Assignment =>
Every entry has to be output exactly, with none skipped.

Given information =>
::::::::::

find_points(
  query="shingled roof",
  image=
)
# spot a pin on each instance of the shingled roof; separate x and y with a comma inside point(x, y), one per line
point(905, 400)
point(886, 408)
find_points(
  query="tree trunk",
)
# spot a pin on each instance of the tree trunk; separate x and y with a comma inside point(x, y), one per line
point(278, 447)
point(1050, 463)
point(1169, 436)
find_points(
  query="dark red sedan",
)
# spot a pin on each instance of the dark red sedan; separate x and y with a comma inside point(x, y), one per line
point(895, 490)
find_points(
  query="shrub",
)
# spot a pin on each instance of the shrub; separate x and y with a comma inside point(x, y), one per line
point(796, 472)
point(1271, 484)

::::::::::

Expected answer =>
find_points(
  query="shingled roof",
  image=
)
# spot a pin on each instance of the shingled roof; separate x and y with a comma inside point(x, y), one per line
point(905, 400)
point(886, 408)
find_points(
  query="tree trunk",
)
# spot a pin on each instance of the tree trunk; separate x and y with a comma inside point(x, y), one per line
point(278, 447)
point(1050, 463)
point(1169, 436)
find_points(
  query="dark red sedan",
)
# spot a pin on each instance of the dark red sedan; separate x and y with a comma inside point(x, y), one per line
point(895, 490)
find_points(
  query="shrub",
)
# spot a pin on each instance of the shrub; separate x and y with a comma inside point(x, y), one per line
point(796, 472)
point(1271, 484)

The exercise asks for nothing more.